EXERCISE INPUTS:
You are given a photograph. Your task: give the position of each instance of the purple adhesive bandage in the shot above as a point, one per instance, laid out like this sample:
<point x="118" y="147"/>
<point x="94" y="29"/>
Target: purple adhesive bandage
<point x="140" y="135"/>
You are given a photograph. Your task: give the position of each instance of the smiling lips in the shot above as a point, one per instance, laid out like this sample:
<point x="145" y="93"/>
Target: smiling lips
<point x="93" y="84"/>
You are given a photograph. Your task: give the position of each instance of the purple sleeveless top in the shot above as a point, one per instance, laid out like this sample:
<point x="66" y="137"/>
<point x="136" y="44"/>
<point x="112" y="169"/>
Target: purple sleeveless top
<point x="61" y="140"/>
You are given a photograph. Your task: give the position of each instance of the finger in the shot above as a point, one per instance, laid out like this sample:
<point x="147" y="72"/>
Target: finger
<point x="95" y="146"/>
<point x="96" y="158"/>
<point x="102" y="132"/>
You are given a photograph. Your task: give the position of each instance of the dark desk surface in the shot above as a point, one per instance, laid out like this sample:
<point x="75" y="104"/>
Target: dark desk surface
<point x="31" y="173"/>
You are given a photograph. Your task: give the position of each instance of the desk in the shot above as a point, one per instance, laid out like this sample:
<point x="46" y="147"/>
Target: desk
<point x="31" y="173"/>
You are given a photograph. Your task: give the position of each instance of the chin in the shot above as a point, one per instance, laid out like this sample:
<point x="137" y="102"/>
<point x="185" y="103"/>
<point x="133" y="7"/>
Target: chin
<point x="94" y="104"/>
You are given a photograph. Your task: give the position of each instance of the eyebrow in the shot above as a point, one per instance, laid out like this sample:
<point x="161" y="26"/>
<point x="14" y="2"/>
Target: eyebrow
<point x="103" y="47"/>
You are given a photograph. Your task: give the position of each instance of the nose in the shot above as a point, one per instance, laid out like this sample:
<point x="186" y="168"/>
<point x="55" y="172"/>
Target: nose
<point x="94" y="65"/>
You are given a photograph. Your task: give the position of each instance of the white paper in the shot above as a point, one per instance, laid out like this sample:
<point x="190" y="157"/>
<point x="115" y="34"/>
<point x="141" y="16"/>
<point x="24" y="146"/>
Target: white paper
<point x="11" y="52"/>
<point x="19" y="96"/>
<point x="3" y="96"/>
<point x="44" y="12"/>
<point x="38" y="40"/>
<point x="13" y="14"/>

EXERCISE: Reproduce the stretch of the data from the line containing "of the eyebrow" through the end of the data, substituting "occurrence" for "instance" throughout and leaving everything else unchanged.

RESPONSE FOR THIS EXERCISE:
You are given a photograph. Your task: give the position of each occurrence of the eyebrow in the shot above as a point, one per occurrence, laid out like this sample:
<point x="161" y="26"/>
<point x="14" y="2"/>
Target: eyebrow
<point x="103" y="47"/>
You are given a photograph. Your task: give the position of each occurrence of the nose in the shot above as a point, one per occurrence, laid out like this sample:
<point x="186" y="168"/>
<point x="55" y="172"/>
Target: nose
<point x="94" y="65"/>
You are given a photograph. Your task: give the position of each occurrence of the white paper in the shot above as a point, one per occurrence, laid out like this sample:
<point x="190" y="157"/>
<point x="115" y="34"/>
<point x="141" y="16"/>
<point x="24" y="146"/>
Target: white paper
<point x="11" y="52"/>
<point x="19" y="96"/>
<point x="3" y="96"/>
<point x="44" y="12"/>
<point x="38" y="40"/>
<point x="13" y="14"/>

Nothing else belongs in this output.